To be done:
1. Retype the part of the Kathanayika Molla article that opens with the words containing "- Directed by: B." and closes with "by Dasharathi Krishnamacharya.".
2. According to the Kathanayika Molla article, which award did the film receive?
3. Carry on the Kathanayika Molla article from the point where it stops.

Selected passage:
## BEGIN

- Directed by: B. Padmanabham
- Produced by: B. Purushottam
- Starring: Vanisree Haranath B. Padmanabham Sobhan Babu
- Release date: 1970;
- Country: India
- Language: Telugu

= Kathanayika Molla =

Kathanayika Molla is a 1970 Indian Telugu-language film directed by comedian Padmanabham. It is based on the life of the poet Molla, played by Vanisree. It features the songs Jagame Ramamayam and Manishini Brahmayya Mattito Chesenaya and received the Nandi Award for Best Feature Film. Songs were written by Dasharathi Krishnamacharya.

==Plot==
The story is based on life of the poet Molla, who translated the Ramayana from Sanskrit into Telugu.

==Credits==

===Cast===
- Vanisree as Molla
- Harinath as Lord Vishnu
- B. Padmanabham as Tenali Ramakrishna
- Tyagaraaju
- Sobhan Babu
- Gummadi as Kesana
- Nagabhushanam
- Allu Ramalingaiah as Avadhani
- Mikkilineni
- Jyothi Lakhsmi as Vidhusheemani
- Geethanjali as Ranganayaki
- Kaikala Satyanarayana as Sri Krishna Devaraya (King)

## END

Records:
## BEGIN

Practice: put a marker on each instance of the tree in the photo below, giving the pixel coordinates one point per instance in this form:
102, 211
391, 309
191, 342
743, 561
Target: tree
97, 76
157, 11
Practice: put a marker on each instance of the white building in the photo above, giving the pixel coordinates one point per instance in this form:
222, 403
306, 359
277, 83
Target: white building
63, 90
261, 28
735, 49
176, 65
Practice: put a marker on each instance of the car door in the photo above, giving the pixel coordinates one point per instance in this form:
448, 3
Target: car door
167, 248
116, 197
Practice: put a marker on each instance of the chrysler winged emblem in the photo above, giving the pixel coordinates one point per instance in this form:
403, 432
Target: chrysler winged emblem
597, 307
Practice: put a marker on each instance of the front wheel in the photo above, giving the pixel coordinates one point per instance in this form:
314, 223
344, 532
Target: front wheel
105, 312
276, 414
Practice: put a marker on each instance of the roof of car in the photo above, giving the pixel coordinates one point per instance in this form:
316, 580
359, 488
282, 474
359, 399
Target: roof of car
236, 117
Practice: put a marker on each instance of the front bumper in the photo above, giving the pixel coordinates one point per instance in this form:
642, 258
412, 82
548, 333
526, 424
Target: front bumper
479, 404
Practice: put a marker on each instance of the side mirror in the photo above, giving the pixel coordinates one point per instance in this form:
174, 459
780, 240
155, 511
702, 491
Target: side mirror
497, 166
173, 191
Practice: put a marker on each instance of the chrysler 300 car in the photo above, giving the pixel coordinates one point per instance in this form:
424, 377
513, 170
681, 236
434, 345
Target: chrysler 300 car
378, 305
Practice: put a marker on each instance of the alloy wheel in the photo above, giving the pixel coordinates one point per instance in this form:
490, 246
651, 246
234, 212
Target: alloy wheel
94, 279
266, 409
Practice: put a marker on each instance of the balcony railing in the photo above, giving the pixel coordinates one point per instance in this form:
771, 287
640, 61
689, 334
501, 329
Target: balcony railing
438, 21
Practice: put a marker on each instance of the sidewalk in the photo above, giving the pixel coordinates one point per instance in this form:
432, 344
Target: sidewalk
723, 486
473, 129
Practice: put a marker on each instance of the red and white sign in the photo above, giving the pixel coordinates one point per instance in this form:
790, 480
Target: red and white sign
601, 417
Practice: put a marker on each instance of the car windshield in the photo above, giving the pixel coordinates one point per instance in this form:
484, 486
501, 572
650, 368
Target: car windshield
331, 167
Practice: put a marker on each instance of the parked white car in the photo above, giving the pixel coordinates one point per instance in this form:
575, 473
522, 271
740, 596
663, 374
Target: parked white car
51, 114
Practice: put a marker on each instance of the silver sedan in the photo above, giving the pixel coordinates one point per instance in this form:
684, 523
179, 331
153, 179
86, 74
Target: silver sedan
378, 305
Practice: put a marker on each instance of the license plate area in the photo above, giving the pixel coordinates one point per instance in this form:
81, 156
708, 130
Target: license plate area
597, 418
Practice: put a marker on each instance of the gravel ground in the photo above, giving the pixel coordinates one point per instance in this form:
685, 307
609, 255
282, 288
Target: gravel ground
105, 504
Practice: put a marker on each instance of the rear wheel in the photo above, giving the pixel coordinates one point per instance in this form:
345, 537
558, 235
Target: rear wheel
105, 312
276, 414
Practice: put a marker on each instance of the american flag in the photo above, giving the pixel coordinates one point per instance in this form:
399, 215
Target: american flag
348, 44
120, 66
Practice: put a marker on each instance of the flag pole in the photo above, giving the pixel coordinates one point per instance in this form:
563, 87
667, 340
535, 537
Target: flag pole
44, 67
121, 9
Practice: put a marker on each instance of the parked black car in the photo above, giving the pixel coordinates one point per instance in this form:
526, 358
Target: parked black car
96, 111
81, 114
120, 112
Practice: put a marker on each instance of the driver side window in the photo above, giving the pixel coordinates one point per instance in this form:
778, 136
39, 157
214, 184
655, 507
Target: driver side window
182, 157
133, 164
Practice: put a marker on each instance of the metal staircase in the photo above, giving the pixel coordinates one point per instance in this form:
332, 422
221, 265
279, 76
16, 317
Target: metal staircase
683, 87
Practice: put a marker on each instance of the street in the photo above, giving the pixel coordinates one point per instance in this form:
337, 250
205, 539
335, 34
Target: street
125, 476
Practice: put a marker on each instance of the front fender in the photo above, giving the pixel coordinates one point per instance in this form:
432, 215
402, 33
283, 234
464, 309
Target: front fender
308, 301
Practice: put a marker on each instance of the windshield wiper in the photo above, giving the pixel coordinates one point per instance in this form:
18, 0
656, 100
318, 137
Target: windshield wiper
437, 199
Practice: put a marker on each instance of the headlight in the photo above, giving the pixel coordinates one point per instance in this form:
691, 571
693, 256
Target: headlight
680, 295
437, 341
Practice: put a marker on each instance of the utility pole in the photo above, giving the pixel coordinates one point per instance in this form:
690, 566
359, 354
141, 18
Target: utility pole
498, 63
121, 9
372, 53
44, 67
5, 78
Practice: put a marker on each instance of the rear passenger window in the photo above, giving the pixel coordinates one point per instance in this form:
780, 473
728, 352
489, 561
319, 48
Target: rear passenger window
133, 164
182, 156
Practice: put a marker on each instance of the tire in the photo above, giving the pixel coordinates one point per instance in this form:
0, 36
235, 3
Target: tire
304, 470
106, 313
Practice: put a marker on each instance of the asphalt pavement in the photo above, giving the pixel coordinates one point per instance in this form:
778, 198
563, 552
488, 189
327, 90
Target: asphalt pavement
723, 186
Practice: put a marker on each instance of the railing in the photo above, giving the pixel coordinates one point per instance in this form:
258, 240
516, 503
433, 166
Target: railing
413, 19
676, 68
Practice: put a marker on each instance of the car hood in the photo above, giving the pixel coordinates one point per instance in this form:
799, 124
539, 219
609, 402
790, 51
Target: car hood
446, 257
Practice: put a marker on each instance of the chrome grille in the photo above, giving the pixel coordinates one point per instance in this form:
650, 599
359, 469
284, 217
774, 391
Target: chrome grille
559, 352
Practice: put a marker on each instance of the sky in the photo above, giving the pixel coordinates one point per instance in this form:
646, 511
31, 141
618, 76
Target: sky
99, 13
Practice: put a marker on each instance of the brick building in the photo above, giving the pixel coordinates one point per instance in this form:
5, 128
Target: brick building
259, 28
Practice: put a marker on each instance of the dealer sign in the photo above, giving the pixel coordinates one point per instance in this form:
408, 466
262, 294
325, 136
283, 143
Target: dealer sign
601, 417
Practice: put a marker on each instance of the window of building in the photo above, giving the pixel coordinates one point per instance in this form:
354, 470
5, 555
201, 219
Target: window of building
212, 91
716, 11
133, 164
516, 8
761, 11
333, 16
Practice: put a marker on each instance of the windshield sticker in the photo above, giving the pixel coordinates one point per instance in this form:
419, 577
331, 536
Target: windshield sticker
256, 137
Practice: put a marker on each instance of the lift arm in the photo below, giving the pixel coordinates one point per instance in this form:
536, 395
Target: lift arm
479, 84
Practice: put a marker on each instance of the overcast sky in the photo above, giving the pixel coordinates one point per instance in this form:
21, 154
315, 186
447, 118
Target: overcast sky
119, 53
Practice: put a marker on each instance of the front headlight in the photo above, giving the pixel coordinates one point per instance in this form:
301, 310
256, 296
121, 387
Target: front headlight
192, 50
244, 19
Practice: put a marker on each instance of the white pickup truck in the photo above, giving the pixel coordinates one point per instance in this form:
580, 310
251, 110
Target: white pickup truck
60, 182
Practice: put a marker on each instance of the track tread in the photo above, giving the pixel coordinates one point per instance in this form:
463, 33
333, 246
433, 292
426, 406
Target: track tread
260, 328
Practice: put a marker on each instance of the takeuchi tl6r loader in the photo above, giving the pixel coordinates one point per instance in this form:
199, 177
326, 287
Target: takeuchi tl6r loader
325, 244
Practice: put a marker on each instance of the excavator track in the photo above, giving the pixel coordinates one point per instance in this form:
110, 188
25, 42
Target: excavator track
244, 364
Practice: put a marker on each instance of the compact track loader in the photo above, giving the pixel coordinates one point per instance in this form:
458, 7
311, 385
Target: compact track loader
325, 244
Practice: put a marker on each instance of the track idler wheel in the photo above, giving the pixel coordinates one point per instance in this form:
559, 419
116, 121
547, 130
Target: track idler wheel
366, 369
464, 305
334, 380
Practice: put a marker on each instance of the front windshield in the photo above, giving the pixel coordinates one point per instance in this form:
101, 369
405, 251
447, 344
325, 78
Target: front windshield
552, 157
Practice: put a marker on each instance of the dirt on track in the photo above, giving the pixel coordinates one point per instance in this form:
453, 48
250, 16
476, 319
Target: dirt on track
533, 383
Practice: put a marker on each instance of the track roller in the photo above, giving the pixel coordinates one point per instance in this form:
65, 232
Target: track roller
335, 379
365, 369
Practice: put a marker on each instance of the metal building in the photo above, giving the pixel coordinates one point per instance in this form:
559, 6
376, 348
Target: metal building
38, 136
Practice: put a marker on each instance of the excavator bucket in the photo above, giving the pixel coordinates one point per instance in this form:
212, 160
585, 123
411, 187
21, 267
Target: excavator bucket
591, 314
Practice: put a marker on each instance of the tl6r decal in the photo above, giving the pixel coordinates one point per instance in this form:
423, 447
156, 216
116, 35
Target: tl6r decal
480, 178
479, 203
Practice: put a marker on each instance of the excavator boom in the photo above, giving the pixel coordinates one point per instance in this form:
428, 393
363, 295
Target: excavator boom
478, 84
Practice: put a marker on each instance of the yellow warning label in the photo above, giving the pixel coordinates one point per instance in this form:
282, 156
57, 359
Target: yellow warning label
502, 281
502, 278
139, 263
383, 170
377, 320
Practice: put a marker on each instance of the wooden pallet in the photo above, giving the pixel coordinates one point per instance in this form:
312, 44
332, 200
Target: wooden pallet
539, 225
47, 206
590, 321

## END

Answers per task:
1.
- Directed by: B. Padmanabham
- Produced by: B. Purushottam
- Starring: Vanisree Haranath B. Padmanabham Sobhan Babu
- Release date: 1970;
- Country: India
- Language: Telugu

= Kathanayika Molla =

Kathanayika Molla is a 1970 Indian Telugu-language film directed by comedian Padmanabham. It is based on the life of the poet Molla, played by Vanisree. It features the songs Jagame Ramamayam and Manishini Brahmayya Mattito Chesenaya and received the Nandi Award for Best Feature Film. Songs were written by Dasharathi Krishnamacharya.

2. The Nandi Award for Best Feature Film.

3.
===Crew===
- Director: B. Padmanabham
- Producer: B. Purushottam
- Production Company: Rekha and Murali Productions
- Original Music: S. P. Kodandapani
- Playback singers: Ghantasala, S. P. Balasubrahmanyam and P. Susheela

==Songs==
- "Doravo Evaravo Naa Korake Digina Devaravo" (Lyrics: Devulapalli Krishnasastri; Singers: P. Susheela and Ghantasala
- "Jagame Ramamayam Manase Aganita Taraka Namamayam" (Singer: P. Susheela)
- "Manishini Brahmayya Mattito Chesenaya" (Singer: S. P. Balasubrahmanyam)
- "Naane Cheluve Kannadiki" (Singer: L. R. Eswari)
- "Lanka Dahanam" (Singers: Ghantasala and party)
- "Vinduva Veenula Vinduga Govindu Nandallu Parinayamaina Gaadha" (Lyrics: Devulapalli Krishnasastri)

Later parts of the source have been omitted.